* **REQUEST**:
Express the lines below as a two-column CSV with the headers request and boxes, one row per request: the request text in one quoted field and its answer in another, with any line breaks in either turned into spaces. Cover every line, and leave the pictures out.

Extracted records:
◇ ◇ ◇ ◇

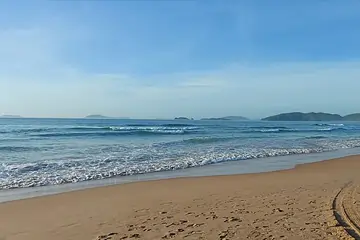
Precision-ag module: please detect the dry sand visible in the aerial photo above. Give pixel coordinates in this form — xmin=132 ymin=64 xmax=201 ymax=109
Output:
xmin=0 ymin=156 xmax=360 ymax=240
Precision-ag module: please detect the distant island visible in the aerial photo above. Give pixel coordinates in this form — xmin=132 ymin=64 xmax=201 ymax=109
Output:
xmin=174 ymin=117 xmax=194 ymax=120
xmin=200 ymin=116 xmax=249 ymax=121
xmin=85 ymin=114 xmax=130 ymax=119
xmin=0 ymin=115 xmax=22 ymax=118
xmin=261 ymin=112 xmax=360 ymax=121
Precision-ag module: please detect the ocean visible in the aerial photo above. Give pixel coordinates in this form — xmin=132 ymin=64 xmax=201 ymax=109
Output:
xmin=0 ymin=119 xmax=360 ymax=190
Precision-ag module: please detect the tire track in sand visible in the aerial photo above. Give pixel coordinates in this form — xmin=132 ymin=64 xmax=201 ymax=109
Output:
xmin=332 ymin=182 xmax=360 ymax=240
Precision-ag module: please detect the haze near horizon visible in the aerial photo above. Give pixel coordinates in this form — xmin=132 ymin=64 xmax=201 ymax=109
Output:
xmin=0 ymin=1 xmax=360 ymax=119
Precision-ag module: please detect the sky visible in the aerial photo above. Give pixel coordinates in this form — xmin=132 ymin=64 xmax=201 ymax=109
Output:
xmin=0 ymin=0 xmax=360 ymax=119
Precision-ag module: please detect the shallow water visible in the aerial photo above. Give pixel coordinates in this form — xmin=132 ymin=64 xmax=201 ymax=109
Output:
xmin=0 ymin=119 xmax=360 ymax=189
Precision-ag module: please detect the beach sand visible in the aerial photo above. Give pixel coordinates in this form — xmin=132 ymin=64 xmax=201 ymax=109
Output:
xmin=0 ymin=156 xmax=360 ymax=240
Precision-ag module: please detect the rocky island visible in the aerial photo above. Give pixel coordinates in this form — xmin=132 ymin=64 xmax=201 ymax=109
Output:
xmin=200 ymin=116 xmax=249 ymax=121
xmin=174 ymin=117 xmax=194 ymax=120
xmin=261 ymin=112 xmax=360 ymax=121
xmin=85 ymin=114 xmax=111 ymax=119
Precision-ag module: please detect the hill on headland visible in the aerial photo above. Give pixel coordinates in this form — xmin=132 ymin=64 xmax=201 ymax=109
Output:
xmin=0 ymin=115 xmax=22 ymax=118
xmin=201 ymin=116 xmax=249 ymax=121
xmin=262 ymin=112 xmax=360 ymax=121
xmin=85 ymin=114 xmax=111 ymax=119
xmin=174 ymin=117 xmax=194 ymax=120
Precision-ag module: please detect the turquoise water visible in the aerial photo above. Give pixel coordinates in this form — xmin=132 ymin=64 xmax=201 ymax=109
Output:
xmin=0 ymin=119 xmax=360 ymax=189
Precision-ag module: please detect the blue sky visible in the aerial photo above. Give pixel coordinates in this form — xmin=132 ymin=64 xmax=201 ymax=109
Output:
xmin=0 ymin=0 xmax=360 ymax=118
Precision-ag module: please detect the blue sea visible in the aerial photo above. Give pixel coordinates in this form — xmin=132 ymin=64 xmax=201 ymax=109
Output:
xmin=0 ymin=119 xmax=360 ymax=190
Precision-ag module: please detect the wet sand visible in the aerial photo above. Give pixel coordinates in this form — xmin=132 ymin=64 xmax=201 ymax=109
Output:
xmin=0 ymin=156 xmax=360 ymax=240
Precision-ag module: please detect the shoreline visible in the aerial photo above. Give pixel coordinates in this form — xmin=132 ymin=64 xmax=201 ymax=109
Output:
xmin=0 ymin=155 xmax=360 ymax=240
xmin=0 ymin=148 xmax=360 ymax=204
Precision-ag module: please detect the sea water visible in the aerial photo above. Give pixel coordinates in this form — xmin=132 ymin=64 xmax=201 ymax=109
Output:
xmin=0 ymin=119 xmax=360 ymax=190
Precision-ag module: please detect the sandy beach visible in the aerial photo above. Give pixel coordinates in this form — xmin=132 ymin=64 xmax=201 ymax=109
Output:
xmin=0 ymin=156 xmax=360 ymax=240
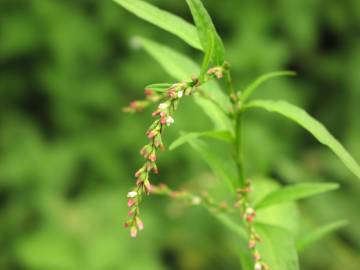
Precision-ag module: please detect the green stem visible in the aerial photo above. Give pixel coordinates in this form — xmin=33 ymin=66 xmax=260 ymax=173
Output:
xmin=235 ymin=109 xmax=246 ymax=188
xmin=224 ymin=68 xmax=235 ymax=96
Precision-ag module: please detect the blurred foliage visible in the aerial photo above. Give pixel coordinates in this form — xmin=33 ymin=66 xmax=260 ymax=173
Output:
xmin=0 ymin=0 xmax=360 ymax=270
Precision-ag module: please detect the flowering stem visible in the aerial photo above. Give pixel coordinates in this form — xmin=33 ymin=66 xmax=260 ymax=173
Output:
xmin=234 ymin=111 xmax=245 ymax=188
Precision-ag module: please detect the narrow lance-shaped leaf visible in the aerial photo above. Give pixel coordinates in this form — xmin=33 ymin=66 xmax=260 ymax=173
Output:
xmin=145 ymin=83 xmax=172 ymax=92
xmin=255 ymin=183 xmax=339 ymax=209
xmin=241 ymin=71 xmax=296 ymax=102
xmin=245 ymin=100 xmax=360 ymax=178
xmin=296 ymin=220 xmax=348 ymax=252
xmin=256 ymin=224 xmax=299 ymax=270
xmin=186 ymin=0 xmax=225 ymax=65
xmin=199 ymin=30 xmax=214 ymax=83
xmin=114 ymin=0 xmax=202 ymax=50
xmin=169 ymin=130 xmax=233 ymax=150
xmin=136 ymin=37 xmax=232 ymax=130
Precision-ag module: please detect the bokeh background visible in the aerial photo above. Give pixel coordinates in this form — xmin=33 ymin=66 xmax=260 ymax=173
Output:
xmin=0 ymin=0 xmax=360 ymax=270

◇ ◇ ◇ ◇

* **EXERCISE ANSWER**:
request,boxes
"Precision-ag module: please detect the dry sand visible in the aerial photo above. Give pixel coordinates in this form — xmin=132 ymin=64 xmax=201 ymax=109 Output:","xmin=0 ymin=156 xmax=360 ymax=240"
"Precision-ag module: please detect the distant island visible in the aerial photo above. Give pixel coordinates in this form — xmin=132 ymin=64 xmax=201 ymax=109 Output:","xmin=174 ymin=117 xmax=194 ymax=120 xmin=200 ymin=116 xmax=249 ymax=121 xmin=85 ymin=114 xmax=130 ymax=119 xmin=0 ymin=115 xmax=22 ymax=118 xmin=261 ymin=112 xmax=360 ymax=121"
"Precision-ag module: please detect the ocean visible in the aerial photo above. Give pixel coordinates in this form — xmin=132 ymin=64 xmax=201 ymax=109 Output:","xmin=0 ymin=119 xmax=360 ymax=190"
"Precision-ag module: please detect the tire track in sand visible in the aerial photo above. Give pixel coordinates in this form — xmin=132 ymin=64 xmax=201 ymax=109 Output:","xmin=332 ymin=182 xmax=360 ymax=240"
"Precision-ag module: please detect the haze near horizon visible in the aerial photo above. Give pixel coordinates in this form — xmin=132 ymin=64 xmax=201 ymax=109 Output:","xmin=0 ymin=1 xmax=360 ymax=119"
"Precision-ag module: please detect the sky visible in the aerial photo above. Give pixel coordinates in this form — xmin=132 ymin=64 xmax=201 ymax=109 Output:","xmin=0 ymin=0 xmax=360 ymax=119"
"Precision-ag module: please detect the shallow water visible in the aerial photo above. Give pixel coordinates in this form — xmin=132 ymin=64 xmax=201 ymax=109 Output:","xmin=0 ymin=119 xmax=360 ymax=189"
"Precision-ag module: please detect the beach sand visible in the aerial photo above. Give pixel coordinates in this form — xmin=132 ymin=64 xmax=201 ymax=109 Output:","xmin=0 ymin=156 xmax=360 ymax=240"
"Precision-ag module: please detect the rocky island visible in the aerial photo above. Give pixel coordinates in this form — xmin=132 ymin=64 xmax=201 ymax=109 Output:","xmin=200 ymin=116 xmax=249 ymax=121 xmin=174 ymin=117 xmax=194 ymax=120 xmin=261 ymin=112 xmax=360 ymax=121 xmin=85 ymin=114 xmax=111 ymax=119"
"Precision-ag module: please detect the hill on headland visible in the aerial photo above. Give pixel coordinates in this form — xmin=132 ymin=64 xmax=201 ymax=109 Output:","xmin=0 ymin=115 xmax=22 ymax=118 xmin=201 ymin=116 xmax=249 ymax=121 xmin=262 ymin=112 xmax=360 ymax=121 xmin=85 ymin=114 xmax=111 ymax=119 xmin=174 ymin=117 xmax=194 ymax=120"
"Precision-ag module: please detect the turquoise water visible in the aerial photo above. Give pixel coordinates in this form — xmin=132 ymin=64 xmax=201 ymax=109 Output:","xmin=0 ymin=119 xmax=360 ymax=189"
"Precision-ag module: please detect the blue sky visible in the aerial photo above. Give pixel coordinates in this form — xmin=132 ymin=64 xmax=201 ymax=109 Output:","xmin=0 ymin=0 xmax=360 ymax=118"
"Precision-ag module: please detect the blue sea visible in the aerial photo above. Give pixel coordinates in this form — xmin=132 ymin=64 xmax=201 ymax=109 Output:","xmin=0 ymin=119 xmax=360 ymax=190"
"Precision-ag module: please detect the wet sand visible in the aerial photo above. Give pixel coordinates in this form — xmin=132 ymin=64 xmax=201 ymax=109 Output:","xmin=0 ymin=156 xmax=360 ymax=240"
"Precision-ag module: please detect the shoreline visible in the aerial photo above. Give pixel coordinates in this form — xmin=132 ymin=64 xmax=201 ymax=109 Output:","xmin=0 ymin=155 xmax=360 ymax=240 xmin=0 ymin=148 xmax=360 ymax=204"
"Precision-ag module: please detect the sea water visible in the aerial photo above. Give pixel coordinates in this form — xmin=132 ymin=64 xmax=201 ymax=109 Output:","xmin=0 ymin=119 xmax=360 ymax=190"
"Precision-ag module: please detect the sandy beach visible in the aerial photo above. Give pixel coordinates in this form — xmin=132 ymin=64 xmax=201 ymax=109 Output:","xmin=0 ymin=156 xmax=360 ymax=240"
"Precision-ag module: please detect the green stem visible in the aerial photo above. Give pixel coordinates in this form — xmin=33 ymin=66 xmax=260 ymax=173 Output:","xmin=235 ymin=109 xmax=246 ymax=188 xmin=224 ymin=68 xmax=235 ymax=96"
"Precision-ag module: please detect the blurred foliage visible in the aerial photo above. Give pixel coordinates in this form — xmin=33 ymin=66 xmax=260 ymax=173 Output:","xmin=0 ymin=0 xmax=360 ymax=270"
"Precision-ag module: please detect the flowering stem visible in the aerial photo above. Give pixel coordinates in this form — xmin=33 ymin=66 xmax=260 ymax=173 Output:","xmin=234 ymin=111 xmax=245 ymax=188"
"Precision-ag module: please detect the narrow lance-shaped leaf visible in the aerial photo above. Give pixel coordinates in this form — xmin=33 ymin=66 xmax=260 ymax=173 Output:","xmin=145 ymin=83 xmax=172 ymax=92 xmin=255 ymin=183 xmax=339 ymax=209 xmin=241 ymin=71 xmax=296 ymax=102 xmin=245 ymin=100 xmax=360 ymax=178 xmin=296 ymin=220 xmax=348 ymax=252 xmin=256 ymin=224 xmax=299 ymax=270 xmin=186 ymin=0 xmax=225 ymax=65 xmin=199 ymin=30 xmax=214 ymax=83 xmin=114 ymin=0 xmax=202 ymax=50 xmin=169 ymin=130 xmax=233 ymax=150 xmin=136 ymin=37 xmax=232 ymax=130"
"Precision-ag module: please detect the bokeh background visible in the aerial photo above. Give pixel coordinates in this form — xmin=33 ymin=66 xmax=260 ymax=173 Output:","xmin=0 ymin=0 xmax=360 ymax=270"